> **Your goal**:
Rewrite the rows between the lines holding "Target: metal window frame" and "(1015, 519)", inclusive, as a JSON list of strings with one string per line and any blank lines omitted. Convert only those lines.

Raw records
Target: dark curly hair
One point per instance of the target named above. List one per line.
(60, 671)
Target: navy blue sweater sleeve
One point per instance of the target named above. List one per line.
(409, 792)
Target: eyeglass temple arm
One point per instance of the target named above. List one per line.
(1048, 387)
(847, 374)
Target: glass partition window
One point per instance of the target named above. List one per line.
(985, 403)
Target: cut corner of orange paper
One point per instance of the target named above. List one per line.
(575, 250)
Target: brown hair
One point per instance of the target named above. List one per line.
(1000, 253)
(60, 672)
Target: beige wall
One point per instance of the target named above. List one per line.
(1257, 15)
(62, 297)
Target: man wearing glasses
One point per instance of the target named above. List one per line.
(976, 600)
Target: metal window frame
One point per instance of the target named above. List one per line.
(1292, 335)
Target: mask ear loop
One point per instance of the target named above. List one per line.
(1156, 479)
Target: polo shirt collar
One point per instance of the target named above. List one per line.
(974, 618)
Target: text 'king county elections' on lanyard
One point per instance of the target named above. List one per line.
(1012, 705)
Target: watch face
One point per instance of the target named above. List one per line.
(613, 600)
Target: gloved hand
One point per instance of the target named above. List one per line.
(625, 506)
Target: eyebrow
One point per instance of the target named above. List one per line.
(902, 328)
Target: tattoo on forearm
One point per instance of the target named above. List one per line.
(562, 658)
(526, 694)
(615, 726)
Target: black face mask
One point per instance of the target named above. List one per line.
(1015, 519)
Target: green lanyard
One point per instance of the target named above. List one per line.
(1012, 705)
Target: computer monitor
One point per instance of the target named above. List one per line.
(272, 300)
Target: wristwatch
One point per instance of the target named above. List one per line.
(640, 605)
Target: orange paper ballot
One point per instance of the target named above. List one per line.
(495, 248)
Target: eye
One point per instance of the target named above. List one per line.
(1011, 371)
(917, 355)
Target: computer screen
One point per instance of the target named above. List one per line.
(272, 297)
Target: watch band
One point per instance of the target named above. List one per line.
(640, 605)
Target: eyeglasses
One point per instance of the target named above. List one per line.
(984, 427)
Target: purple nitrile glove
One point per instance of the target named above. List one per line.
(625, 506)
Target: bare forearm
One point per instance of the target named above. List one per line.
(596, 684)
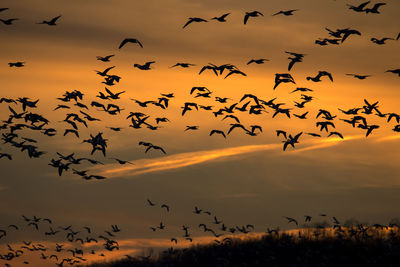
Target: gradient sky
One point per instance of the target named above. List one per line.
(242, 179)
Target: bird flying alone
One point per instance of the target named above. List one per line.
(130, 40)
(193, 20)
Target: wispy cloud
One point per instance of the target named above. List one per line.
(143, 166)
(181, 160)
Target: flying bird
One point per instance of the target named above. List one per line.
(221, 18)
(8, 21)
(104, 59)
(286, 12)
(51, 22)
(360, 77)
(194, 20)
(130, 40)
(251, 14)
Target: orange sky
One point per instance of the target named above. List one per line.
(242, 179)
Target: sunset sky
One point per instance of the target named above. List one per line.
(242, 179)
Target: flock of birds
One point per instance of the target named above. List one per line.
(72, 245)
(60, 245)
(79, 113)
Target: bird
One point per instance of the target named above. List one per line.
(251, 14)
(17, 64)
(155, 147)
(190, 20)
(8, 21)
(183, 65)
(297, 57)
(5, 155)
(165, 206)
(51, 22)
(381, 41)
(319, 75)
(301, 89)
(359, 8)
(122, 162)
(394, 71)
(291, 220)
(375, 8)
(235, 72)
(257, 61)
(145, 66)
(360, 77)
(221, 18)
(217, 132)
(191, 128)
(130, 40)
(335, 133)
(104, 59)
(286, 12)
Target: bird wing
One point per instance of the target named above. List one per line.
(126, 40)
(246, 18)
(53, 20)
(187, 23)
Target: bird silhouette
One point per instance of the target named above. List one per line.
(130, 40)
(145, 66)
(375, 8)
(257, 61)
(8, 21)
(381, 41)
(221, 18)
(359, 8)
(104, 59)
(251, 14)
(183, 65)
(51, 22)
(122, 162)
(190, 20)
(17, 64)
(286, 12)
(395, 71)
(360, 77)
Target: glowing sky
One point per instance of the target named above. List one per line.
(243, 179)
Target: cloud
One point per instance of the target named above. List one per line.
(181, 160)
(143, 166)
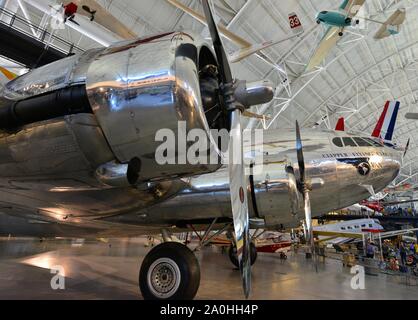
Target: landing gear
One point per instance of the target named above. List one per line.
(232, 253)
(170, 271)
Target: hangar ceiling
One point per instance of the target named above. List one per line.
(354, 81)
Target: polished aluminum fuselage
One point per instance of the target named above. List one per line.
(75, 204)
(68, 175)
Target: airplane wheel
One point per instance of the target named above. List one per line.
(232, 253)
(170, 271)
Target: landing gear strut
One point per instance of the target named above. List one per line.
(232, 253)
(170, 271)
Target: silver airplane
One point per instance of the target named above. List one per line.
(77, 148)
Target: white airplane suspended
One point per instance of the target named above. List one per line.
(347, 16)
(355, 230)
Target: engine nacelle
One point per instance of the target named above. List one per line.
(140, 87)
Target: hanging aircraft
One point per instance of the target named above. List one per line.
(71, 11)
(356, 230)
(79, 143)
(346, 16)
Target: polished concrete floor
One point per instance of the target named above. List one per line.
...
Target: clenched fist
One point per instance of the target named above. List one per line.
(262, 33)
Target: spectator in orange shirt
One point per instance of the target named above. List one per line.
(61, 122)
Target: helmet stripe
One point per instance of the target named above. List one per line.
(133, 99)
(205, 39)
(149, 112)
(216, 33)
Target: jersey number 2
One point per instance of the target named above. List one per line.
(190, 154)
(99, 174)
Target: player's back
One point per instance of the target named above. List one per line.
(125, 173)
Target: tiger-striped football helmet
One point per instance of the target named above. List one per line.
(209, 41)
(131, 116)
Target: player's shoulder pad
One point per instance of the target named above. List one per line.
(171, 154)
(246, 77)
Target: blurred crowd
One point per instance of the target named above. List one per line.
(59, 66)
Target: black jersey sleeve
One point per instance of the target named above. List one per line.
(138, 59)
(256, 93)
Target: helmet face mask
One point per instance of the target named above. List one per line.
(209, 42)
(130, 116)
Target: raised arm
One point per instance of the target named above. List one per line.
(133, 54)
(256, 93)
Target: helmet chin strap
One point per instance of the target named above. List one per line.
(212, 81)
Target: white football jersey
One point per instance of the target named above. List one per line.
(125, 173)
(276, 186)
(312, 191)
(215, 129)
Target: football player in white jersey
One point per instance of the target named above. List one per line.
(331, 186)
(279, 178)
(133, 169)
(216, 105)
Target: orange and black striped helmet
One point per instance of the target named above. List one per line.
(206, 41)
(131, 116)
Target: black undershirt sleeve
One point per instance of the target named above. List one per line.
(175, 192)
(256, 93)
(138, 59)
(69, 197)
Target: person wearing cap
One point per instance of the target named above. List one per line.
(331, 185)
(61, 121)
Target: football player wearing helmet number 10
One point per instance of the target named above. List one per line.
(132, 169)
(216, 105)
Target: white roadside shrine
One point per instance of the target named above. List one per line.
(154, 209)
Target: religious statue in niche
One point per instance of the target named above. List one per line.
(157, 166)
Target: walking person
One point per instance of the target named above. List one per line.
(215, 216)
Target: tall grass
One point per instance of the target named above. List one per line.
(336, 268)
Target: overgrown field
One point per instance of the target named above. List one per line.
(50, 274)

> **Correct output**:
[
  "Target: metal window frame",
  "One point per instance of the target named above. List one per line.",
  "(1292, 335)",
  "Target: mask ear loop",
  "One point per instance of the target named above. List one per line.",
  "(1156, 479)",
  "Target: polo shirt collar",
  "One point per instance of the target named above. List one per line.",
  "(974, 618)",
  "Target: text 'king county elections' on lanyard",
  "One point per instance of the target named above. List one per line.",
  "(1012, 705)",
  "Target: watch face",
  "One point per instance of the target named above. List one per line.",
  "(613, 600)",
  "Target: gloved hand",
  "One point per instance of the target named above. List one per line.",
  "(625, 506)",
  "Target: eyebrow",
  "One point per instance of the target named above. List one per line.",
  "(902, 328)",
  "Target: tattoo on forearm",
  "One point per instance of the target named above. List one per line.",
  "(562, 658)",
  "(526, 694)",
  "(615, 726)",
  "Target: black face mask",
  "One point per instance of the target named above. List one per line.",
  "(1015, 519)"
]